** TASK INSTRUCTIONS **
Please write out each entry exactly as it appears.
*** SUPPLIED RECORDS Section Begins ***
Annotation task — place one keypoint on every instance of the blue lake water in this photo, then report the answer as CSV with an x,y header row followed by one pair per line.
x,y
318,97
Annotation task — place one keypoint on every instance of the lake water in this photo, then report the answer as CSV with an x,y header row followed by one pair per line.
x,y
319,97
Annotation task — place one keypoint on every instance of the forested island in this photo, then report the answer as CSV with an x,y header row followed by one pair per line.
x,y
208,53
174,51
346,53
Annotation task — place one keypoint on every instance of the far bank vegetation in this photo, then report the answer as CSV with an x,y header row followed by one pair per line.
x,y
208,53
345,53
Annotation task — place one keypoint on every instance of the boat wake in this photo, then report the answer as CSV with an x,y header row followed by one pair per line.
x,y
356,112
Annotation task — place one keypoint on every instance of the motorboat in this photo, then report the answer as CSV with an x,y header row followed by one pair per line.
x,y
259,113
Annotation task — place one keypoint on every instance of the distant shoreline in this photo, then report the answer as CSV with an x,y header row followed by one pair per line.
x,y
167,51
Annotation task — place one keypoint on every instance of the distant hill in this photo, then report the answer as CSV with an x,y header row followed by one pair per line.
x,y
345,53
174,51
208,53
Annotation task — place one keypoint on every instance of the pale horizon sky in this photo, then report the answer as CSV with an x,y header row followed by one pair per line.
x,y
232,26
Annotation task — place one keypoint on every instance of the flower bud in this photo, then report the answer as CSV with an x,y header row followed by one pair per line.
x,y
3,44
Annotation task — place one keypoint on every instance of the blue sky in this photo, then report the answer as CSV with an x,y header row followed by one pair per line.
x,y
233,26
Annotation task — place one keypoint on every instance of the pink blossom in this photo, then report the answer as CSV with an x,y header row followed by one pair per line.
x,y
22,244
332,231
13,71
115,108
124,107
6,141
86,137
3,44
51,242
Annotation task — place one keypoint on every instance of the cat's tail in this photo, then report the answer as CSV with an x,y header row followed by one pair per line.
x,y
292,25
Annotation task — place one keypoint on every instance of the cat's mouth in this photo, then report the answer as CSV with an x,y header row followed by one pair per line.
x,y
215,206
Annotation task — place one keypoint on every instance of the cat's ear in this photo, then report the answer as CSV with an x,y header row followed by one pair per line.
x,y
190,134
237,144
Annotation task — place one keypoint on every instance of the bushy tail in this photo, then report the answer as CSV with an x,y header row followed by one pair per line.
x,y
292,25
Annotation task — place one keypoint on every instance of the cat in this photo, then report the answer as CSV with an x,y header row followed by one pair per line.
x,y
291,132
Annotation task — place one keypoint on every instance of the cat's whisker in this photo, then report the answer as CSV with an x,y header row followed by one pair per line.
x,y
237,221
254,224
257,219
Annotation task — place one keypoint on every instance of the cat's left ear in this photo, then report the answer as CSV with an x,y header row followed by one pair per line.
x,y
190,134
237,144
*** SUPPLIED RECORDS Section Ends ***
** SOLVED EXERCISE **
Annotation task — place one keypoint on every instance of the blue lake water in this photo, then report the answer as CSV with an x,y header row followed by one pair per line.
x,y
318,97
Annotation task — place one keypoint on every instance of the lake water in this photo, then report the answer as CSV with an x,y header row followed by one pair per line.
x,y
319,97
Annotation task — place one keypoint on every instance of the forested island in this photo, then report the answer as CSV with an x,y header row followed by one pair per line.
x,y
208,53
174,51
346,53
Annotation task — place one keypoint on every instance of the far bank vegetation in this photo, then report the answer as CSV with an x,y header row followed by one pair per line.
x,y
208,53
345,53
Annotation task — place one keypoint on every instance of the boat wake in this photo, then report the answer as CSV with an x,y header row followed by one pair per line.
x,y
356,112
Annotation task — place one keypoint on every instance of the motorboat in this photo, then report the answer as CSV with an x,y header row followed by one pair per line.
x,y
259,113
Annotation task — place one keypoint on every instance of the distant shoreline in this photo, then report the answer as CSV with an x,y header row followed by one pair per line.
x,y
167,51
Annotation task — place one keypoint on every instance of the distant hill in this photo, then report the answer as CSV with an x,y header row followed by one pair per line.
x,y
345,53
174,51
208,53
Annotation task — place one keypoint on every instance of the pale horizon sky in this photo, then report the answer as CSV with an x,y header row followed by one pair per line.
x,y
232,26
Annotation task — place one keypoint on every instance of the flower bud in this photo, then report the answer as CSV with an x,y header row followed by one pair per line.
x,y
3,44
Annotation task — place one keypoint on every instance of the blue sky in this photo, then report the answer as CSV with an x,y header row followed by one pair per line.
x,y
233,26
Annotation task — place one keypoint on every instance of the pink blossom in this photo, then report the answer as CSV with an x,y header row followed by one pair per line.
x,y
22,244
332,231
13,71
115,108
124,107
6,141
86,137
3,44
51,242
Annotation task — place one keypoint on every instance of the cat's tail in this photo, then report the answer as CSV with an x,y header row followed by one pair per line.
x,y
292,25
Annotation task — place one keypoint on every instance of the cat's mouth in this photo, then report the answer as CSV with an x,y header row followed by one pair per line.
x,y
215,206
Annotation task — place one keypoint on every instance of the cat's ear in this photo, then report the answer as CSV with an x,y header row followed by one pair per line.
x,y
190,134
237,144
Annotation task — place one keypoint on every instance of the bushy tail in this photo, then report the answer as CSV with an x,y header row followed by one pair per line.
x,y
292,25
Annotation task — place one keypoint on every instance of the cat in this photo, then report the answer as CSV with an x,y header row followed by one pair per line.
x,y
291,132
Annotation task — place one keypoint on every instance of the cat's whisker in this photo, then report the answer as CSV with an x,y header row followed by one pair per line.
x,y
237,221
254,224
257,219
Annotation task — place one keypoint on every instance of the cat's left ear in this photo, then report the answer as CSV with an x,y header row followed by one pair per line.
x,y
190,134
237,144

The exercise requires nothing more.